◆ **Что нужно сделать**:
a) В какую книгу Наты Сучковой, согласно фрагменту текста, вошло стихотворение «…потерявшись в диковинных этих краях»?
b) Верните без изменений часть фрагмента текста, которая начинается со слов «Однако что-то остановило» и продолжается по слова «старофранцузский июльский пейзаж?» включительно.

───── Фрагмент текста ─────

Земляника, — шепчу, — обернись,

руки сладким испачканы соком,

грузный птенчик двора, что нам жизнь,

искупавшимся в смерти высокой.

Мы с тобой полетим, раз-два-три,

нелюбимые дети, за нами —

тополя и дома, посмотри,

список летних проказ с именами…

 

Полет между жизнью и смертью, легкость «того» мира, пришедшая на смену тяжести «этого», печаль о невозвратности и — одновременно — счастье преображения. И при этом — интонационная особость. Михаил Айзенберг, конечно, прав: «…я дочитал до строчки ёземляника, — зовет, — земляника — и вздрогнул, словно это меня окликнули. Такое случается крайне редко, и ошибиться тут невозможно. Поверх авторской манеры, вытесняя и как бы отменяя ее, слышится голос самого стихотворения».

Однако что-то остановило меня в этой «землянике», вспомнилась какая-то другая:

 

…ты одна в этой северной дикой глуши

ты одна загораешь топлес

и в траве рядом с майкой твоею лежит

биография элис би токлас

где твой старофранцузский июльский пейзаж?

я никак к запятым не привыкну

поднимаешь глаза и кладешь карандаш

говоришь мне: скажи земляника

 

Это — из стихотворения «…потерявшись в диковинных этих краях» Наты Сучковой, вошедшего в ее книгу 2010 года «Лирический герой». Кстати сказать, с эпиграфом из Гертруды Стайн — «скажи еще раз земляника».

───── Исходные данные ─────

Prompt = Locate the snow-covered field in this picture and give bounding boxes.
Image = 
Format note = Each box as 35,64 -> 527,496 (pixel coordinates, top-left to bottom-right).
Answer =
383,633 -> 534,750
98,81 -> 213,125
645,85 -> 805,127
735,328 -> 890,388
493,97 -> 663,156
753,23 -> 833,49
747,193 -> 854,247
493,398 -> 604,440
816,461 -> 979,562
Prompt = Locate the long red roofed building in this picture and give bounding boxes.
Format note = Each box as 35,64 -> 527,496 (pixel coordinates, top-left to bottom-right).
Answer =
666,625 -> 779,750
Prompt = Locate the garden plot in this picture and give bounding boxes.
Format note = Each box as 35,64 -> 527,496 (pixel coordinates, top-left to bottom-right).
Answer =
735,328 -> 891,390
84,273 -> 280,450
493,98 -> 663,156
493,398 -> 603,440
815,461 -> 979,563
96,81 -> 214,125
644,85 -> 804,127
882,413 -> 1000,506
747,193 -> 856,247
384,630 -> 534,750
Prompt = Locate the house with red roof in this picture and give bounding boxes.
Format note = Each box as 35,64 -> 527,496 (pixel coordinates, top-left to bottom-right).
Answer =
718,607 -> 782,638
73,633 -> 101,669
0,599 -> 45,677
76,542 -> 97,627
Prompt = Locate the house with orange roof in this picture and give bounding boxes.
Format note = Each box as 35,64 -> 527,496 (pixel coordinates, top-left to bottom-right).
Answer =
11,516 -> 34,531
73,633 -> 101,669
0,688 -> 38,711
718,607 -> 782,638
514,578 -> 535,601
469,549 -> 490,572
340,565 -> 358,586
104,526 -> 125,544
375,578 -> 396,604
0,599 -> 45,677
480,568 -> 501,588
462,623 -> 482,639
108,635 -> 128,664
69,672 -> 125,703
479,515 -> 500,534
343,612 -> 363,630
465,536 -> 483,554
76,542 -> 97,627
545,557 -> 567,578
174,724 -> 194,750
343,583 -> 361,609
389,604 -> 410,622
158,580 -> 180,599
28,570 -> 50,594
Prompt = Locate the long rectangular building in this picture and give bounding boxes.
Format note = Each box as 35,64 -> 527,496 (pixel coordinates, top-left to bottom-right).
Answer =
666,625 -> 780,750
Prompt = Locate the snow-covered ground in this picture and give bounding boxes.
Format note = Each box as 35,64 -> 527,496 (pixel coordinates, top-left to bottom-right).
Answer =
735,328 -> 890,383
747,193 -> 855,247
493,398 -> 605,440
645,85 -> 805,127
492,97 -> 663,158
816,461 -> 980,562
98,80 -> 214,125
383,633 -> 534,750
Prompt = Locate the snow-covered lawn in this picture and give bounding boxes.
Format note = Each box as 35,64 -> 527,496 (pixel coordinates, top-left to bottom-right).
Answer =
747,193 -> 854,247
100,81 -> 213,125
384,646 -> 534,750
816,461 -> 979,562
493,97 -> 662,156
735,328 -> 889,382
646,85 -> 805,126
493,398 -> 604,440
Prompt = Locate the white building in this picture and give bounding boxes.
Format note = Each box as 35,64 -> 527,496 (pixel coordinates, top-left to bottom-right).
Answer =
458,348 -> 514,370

─────

◆ **Ответы к заданиям**:
a) В книгу 2010 года «Лирический герой».

b)
Однако что-то остановило меня в этой «землянике», вспомнилась какая-то другая:

 

…ты одна в этой северной дикой глуши

ты одна загораешь топлес

и в траве рядом с майкой твоею лежит

биография элис би токлас

где твой старофранцузский июльский пейзаж?